***** Document extract
Made in the USA: Part I



How Consumers and Bicycle Retailers Can Avoid Defective Foreign Bicycles


In 2012, the U.S. imported over seven million bicycles, primarily from China and Taiwan. While many of these bicycles appear attractive, some are defectively designed and manufactured. These defects harm unsuspecting bicyclists. The cost to obtain justice through the U. S. litigation process can be prohibitive. So, my focus is on helping identify a few general safety and legal issues from the bicyclist's point of view, with an eye toward prevention of harm and costly litigation.


Often, I read or hear about the aerodynamic weight esthetics of carbon fiber bicycles. While these factors generate profits for corporations who design and manufacture bicycles, genuine safety should be paramount.


This article and Podcast are part of a two-part discussion of some of the issues to raise our awareness, based on a true case study involving a defective carbon fiber fork that injured two bicyclists. The intent of this article is to protect bicycle consumers and burdened USA bicycle retailers, and to offer solutions.


The Paper Napkin:

How was your bicycle designed? One recent case I handled involved a defective carbon fiber fork that had its origin on a paper napkin sketch. The fork design was both too thin and too narrow, which led to defects in the carbon fiber layup and bonding process while being manufactured. The designer's emphasis was on aerodynamics, cost, weight and esthetics, but overlooked your safety according to our composites and failure analysis Ph.D. expert engineers.


During the litigation discovery process, it was learned that the "paper napkin" concept was reduced to a one-dimensional computer aided drawing (CAD). The "design" failed to undergo an elemental analysis to determine if the fork design and materials were safe. The CAD designer was not an engineer. The bicycle designer lacked reliable proof the fork was strong or durable after leaving the Chinese manufacturer.


Manufacture: "No Control in the USA":

One of the biggest problems of foreign made composite bicycle parts, including forks, is that there is little oversight or control by US companies. In other words, many US companies trust foreign manufacturers' "quality control" process. US Companies are lured by the low cost of manufacturing overseas, and trust that their product is manufactured to specifications.


Recalls: "The Computer Crash"

When a product fails, the separate designer and manufacturers point fingers at each other. The designer says it's a manufacturing defect, whereas the foreign manufacturer argues it was a design doomed for failure from the beginning because it couldn't be manufactured.

One case in point, is a composite fork that was defectively thin, curvy, and light. These design defects made it difficult to layup the multiple layers of pre-impregnated carbon fiber on the leading and trailing fork edges. This, in turn caused fiber layer delamination voids and porosity that weakened the fork in time. This led to catastrophic fork failure under normal riding conditions during the early life of the bicycle. (There was no misuse of the bicycle.)


To prove notice of defects requests for lawsuits, returned or recalled forks were demanded in the litigation process. Despite this failure and discontinuation of the subject fork model, the designer and manufacturer denied notice of fork failures. The designer claimed its computer crashed, but was unable to prove any computer repair records existed or it had a "backup". Sure.
**********
***** Data rows
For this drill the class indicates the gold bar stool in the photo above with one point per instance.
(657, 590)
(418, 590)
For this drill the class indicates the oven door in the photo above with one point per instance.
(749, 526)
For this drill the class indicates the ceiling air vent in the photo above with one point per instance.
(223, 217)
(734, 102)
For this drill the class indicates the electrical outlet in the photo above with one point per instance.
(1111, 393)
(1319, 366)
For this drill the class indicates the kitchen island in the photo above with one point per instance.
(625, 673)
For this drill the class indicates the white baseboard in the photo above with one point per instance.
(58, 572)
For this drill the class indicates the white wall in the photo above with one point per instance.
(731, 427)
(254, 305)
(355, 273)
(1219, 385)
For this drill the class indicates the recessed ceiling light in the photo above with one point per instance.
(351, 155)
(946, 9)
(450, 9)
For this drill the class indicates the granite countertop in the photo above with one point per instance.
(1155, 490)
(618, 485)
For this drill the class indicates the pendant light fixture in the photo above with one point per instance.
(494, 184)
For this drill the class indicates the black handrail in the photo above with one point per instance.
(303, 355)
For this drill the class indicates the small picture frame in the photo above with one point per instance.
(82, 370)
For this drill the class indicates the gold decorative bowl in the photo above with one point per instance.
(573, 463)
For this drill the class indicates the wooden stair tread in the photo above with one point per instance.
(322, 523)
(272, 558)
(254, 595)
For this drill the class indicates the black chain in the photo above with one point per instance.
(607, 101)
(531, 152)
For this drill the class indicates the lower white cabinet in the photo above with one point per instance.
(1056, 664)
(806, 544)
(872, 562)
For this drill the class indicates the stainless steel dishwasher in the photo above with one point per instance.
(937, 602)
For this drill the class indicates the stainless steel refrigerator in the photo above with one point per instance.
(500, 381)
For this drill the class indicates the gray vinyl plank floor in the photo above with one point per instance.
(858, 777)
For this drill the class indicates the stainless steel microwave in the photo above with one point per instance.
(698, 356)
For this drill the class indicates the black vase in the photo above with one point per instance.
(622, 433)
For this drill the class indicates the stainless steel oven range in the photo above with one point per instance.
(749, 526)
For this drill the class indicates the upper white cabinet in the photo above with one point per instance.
**********
**What this task involves:** Please rewrite the stretch of the bicycle safety article from "When a product" through "of the bicycle.)", renaming "designer" to "design company" throughout. The listing isn't needed for this work.

**Result of the task:**
When a product fails, the separate design company and manufacturers point fingers at each other. The design company says it's a manufacturing defect, whereas the foreign manufacturer argues it was a design doomed for failure from the beginning because it couldn't be manufactured.

One case in point, is a composite fork that was defectively thin, curvy, and light. These design defects made it difficult to layup the multiple layers of pre-impregnated carbon fiber on the leading and trailing fork edges. This, in turn caused fiber layer delamination voids and porosity that weakened the fork in time. This led to catastrophic fork failure under normal riding conditions during the early life of the bicycle. (There was no misuse of the bicycle.)